» GOAL
Return each line of the entries below that contains the string "sofa", treating uppercase and lowercase as different.

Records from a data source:
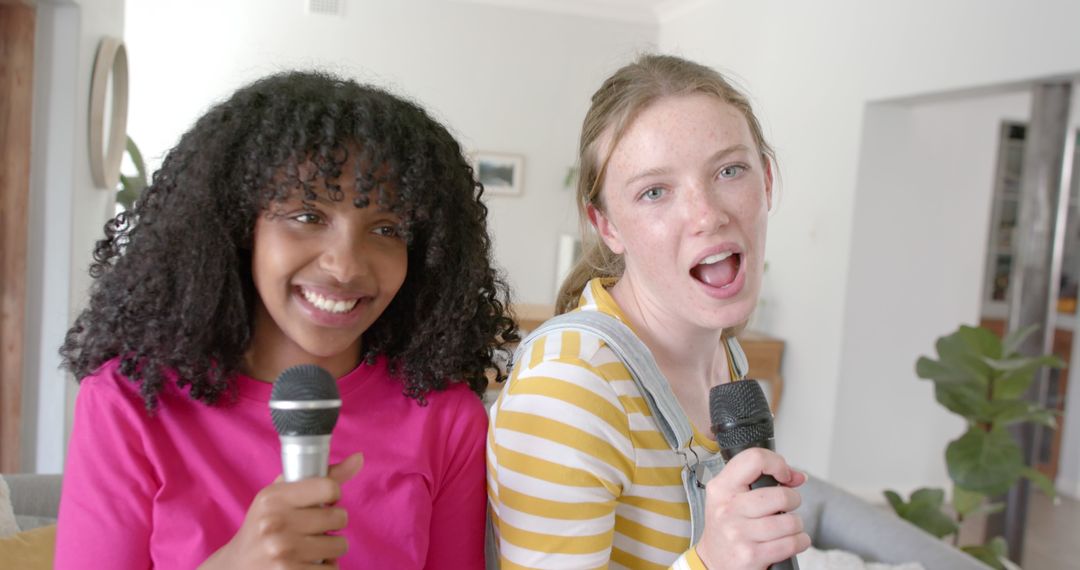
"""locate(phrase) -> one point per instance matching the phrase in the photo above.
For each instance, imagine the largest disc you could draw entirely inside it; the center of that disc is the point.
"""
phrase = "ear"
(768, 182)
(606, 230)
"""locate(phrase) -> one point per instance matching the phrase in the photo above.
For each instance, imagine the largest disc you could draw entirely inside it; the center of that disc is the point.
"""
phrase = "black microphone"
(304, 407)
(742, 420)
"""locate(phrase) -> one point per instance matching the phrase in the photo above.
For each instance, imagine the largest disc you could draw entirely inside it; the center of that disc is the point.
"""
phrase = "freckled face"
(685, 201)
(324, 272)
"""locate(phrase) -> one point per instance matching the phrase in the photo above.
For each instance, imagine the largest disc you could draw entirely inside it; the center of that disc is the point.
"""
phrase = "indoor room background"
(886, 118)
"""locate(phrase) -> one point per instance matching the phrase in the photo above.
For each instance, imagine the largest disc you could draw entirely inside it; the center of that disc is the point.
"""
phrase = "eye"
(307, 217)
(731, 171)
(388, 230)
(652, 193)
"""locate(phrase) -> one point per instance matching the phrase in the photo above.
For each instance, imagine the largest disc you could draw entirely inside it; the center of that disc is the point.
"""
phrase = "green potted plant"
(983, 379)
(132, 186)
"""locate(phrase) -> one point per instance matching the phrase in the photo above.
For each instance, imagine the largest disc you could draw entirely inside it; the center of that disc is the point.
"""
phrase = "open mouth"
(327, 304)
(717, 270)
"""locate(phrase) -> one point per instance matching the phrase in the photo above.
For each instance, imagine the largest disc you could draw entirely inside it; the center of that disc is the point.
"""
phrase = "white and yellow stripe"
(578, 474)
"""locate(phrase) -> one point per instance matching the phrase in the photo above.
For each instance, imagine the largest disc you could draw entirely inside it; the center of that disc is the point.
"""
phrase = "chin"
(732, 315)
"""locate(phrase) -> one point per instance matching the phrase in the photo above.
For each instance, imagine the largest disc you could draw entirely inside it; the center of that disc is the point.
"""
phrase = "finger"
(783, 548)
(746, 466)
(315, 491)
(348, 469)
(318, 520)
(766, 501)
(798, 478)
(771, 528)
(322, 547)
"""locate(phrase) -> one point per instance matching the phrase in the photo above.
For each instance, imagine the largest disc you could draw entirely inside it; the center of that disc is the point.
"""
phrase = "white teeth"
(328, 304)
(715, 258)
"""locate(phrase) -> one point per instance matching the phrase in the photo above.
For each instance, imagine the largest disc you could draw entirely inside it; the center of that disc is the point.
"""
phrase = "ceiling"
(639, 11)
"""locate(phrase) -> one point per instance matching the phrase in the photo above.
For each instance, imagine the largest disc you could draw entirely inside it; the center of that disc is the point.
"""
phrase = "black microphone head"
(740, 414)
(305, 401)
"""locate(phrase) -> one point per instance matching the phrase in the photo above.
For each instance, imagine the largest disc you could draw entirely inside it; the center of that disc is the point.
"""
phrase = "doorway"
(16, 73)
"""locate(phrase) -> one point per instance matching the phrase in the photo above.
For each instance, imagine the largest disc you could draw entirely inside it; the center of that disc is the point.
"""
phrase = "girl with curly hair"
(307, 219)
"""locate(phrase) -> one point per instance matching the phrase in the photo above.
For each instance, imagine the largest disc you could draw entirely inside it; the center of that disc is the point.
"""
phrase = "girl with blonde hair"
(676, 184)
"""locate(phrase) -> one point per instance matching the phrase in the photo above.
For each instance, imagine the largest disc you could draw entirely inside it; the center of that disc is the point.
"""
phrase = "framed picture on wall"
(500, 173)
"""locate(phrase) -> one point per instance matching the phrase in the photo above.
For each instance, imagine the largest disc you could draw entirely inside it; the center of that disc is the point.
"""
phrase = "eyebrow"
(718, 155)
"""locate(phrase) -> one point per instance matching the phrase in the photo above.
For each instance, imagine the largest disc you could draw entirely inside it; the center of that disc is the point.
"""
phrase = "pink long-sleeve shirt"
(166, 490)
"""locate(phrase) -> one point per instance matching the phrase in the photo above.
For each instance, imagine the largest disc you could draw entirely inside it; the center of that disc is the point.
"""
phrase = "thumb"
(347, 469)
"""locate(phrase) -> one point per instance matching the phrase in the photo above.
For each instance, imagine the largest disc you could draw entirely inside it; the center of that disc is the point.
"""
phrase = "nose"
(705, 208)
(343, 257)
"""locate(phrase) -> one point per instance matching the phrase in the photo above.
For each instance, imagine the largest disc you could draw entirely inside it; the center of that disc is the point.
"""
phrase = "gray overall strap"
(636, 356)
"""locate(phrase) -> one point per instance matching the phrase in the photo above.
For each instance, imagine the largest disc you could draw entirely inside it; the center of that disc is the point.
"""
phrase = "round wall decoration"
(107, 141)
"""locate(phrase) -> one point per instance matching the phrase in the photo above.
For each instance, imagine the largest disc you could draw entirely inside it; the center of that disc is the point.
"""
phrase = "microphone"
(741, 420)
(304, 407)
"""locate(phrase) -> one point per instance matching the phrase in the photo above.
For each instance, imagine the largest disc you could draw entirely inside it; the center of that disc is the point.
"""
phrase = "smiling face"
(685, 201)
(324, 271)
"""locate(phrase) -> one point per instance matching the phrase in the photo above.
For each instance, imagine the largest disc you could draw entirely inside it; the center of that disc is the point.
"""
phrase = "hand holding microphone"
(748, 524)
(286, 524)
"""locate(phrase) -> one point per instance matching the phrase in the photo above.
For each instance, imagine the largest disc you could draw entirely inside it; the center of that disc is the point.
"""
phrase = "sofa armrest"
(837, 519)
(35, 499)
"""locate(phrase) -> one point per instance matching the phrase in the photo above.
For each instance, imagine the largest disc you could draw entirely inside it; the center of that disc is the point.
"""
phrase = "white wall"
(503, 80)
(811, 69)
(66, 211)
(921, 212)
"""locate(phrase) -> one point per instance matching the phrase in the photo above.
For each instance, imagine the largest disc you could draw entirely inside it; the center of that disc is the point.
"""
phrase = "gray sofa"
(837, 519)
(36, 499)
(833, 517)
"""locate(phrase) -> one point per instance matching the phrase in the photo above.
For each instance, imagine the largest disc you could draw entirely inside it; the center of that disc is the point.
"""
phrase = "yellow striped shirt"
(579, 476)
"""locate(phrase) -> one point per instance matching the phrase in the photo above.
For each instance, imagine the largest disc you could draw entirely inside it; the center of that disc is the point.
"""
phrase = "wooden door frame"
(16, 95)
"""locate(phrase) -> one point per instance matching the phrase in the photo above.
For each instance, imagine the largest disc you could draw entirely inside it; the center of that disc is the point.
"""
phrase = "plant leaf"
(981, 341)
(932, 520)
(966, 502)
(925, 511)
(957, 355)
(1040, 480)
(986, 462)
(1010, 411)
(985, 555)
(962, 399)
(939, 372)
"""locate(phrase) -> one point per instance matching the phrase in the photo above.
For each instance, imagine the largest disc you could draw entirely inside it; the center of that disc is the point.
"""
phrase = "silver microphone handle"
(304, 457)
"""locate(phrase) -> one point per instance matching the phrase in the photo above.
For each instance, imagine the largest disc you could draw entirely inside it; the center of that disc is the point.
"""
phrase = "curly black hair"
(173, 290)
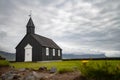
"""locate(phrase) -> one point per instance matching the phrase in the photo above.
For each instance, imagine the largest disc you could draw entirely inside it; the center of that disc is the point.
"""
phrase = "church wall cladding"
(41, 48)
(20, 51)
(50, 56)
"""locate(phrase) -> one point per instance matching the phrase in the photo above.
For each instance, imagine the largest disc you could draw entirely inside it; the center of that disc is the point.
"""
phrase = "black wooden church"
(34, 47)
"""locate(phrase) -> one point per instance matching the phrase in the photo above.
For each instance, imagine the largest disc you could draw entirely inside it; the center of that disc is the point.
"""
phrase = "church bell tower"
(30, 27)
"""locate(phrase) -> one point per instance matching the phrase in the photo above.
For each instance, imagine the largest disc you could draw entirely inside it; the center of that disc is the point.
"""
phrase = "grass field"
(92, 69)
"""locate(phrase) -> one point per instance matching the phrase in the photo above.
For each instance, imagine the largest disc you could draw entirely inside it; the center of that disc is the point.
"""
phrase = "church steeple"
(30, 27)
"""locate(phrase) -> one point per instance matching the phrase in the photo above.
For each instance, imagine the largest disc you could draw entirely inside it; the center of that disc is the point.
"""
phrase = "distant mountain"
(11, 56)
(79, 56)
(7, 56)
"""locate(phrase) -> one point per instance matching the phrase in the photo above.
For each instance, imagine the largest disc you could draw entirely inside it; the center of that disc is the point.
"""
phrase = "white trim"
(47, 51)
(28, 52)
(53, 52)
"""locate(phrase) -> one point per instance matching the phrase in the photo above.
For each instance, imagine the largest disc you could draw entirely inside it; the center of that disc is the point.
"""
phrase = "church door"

» SOLUTION BELOW
phrase = "sofa armrest"
phrase = "gray sofa"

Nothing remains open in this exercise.